This is a pre-production deployment of Warehouse, however changes made here WILL affect the production instance of PyPI.
Latest Version Dependencies status unknown Test status unknown Test coverage unknown
Project Description

Django Autoshard

A Django library that makes sharding easy, using the Consistent Hashing algorithm.

Notes

Writing a general sharding library for all business models is practically impossible, but there are common particularities that apply to most of them.

If you are not familiar with sharding, you should first document yourself on what sharding means and how you could apply it to your own business model. You can start here.

This library was written with the following business model in mind.

An application usually has a user account that must be different from other user accounts either by using a unique email address, or username, or other information that can be considered unique across the application.

Each user account will be sharded using that unique constraint and all data that belongs to that user will live on the same shard that the user account does.

You can perhaps customize this business model to fit your own requirements, but the idea of this library was to add sharding to a Django app, with a minimum amount of effort.

The sharding algorithm used by this library is inspired by Instagram’s sharding solution, but instead of an auto-increment ID and stored procedures, this library uses a RNG for the local ID part. This probably means that when the stars align, you might get a collision if an insert is made in the same millisecond and the RNG gives you the same number.

Stated problem:
Continue the Django Autoshard project description from the point where it ends.

Collected data:
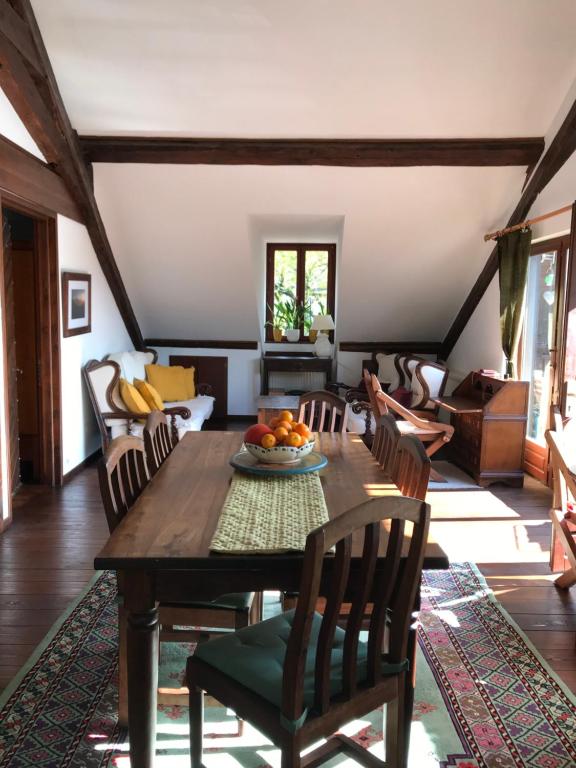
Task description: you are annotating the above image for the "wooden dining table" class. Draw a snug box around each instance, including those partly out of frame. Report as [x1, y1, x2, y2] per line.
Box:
[94, 431, 449, 768]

Task answer:
Installation

pip install django-autoshard

  1. Add django_autoshard to your INSTALLED_APPS settings like this:
INSTALLED_APPS = (
    ...
    'django_autoshard',
)
  1. Create a new user model that extends the ShardedModel and extend all related models from ShardRelatedModel
from django.contrib.auth.models import AbstractUser
from django_autoshard.models import ShardedModel, ShardRelatedModel
from django_autoshard.managers import ShardedManager


class User(ShardedModel, AbstractUser):
    SHARD_KEY = 'email'
    objects = ShardedManager()


class Book(ShardRelatedModel):
    user = models.ForeignKey(User)
  1. Use this model as the default auth model in your settings.py file.

    AUTH_USER_MODEL=’<path.to.your.model>.User’

  2. Make sure you have set up the settings.DATABASES correctly(any Django supported database back-end will work) and add the following to your settings file. The range() will create the logical shards, so in the example below, range(10) will create 10 logical shards on the NODE “192.168.0.100” using the default database name, user and password:
    DJANGO_AUTOSHARD = {
        "NODES": [
            {
                "HOST": "192.168.0.100",  # DB MACHINE 1
                "RANGE": range(10)
            },
            {
                "HOST": "192.168.0.101", # DB MACHINE 2
                "RANGE": range(10, 20)
            }
            # and so on ...
        ]
    }
    
  3. Run python manage.py create_shards

  4. Run python manage.py migrate

  5. Run python manage.py migrate_shards

  6. Run python manage.py drop_constraints

Commands

Management Commands that come with this library:

  1. create_shards:
    • this command will create all the logical shards(new databases) on all of the configured shard nodes in settings.DJANGO_AUTOSHARD
  2. migrate_shards:
    • this command will migrate all your application’s models to all of the logical shards created with “create_shards”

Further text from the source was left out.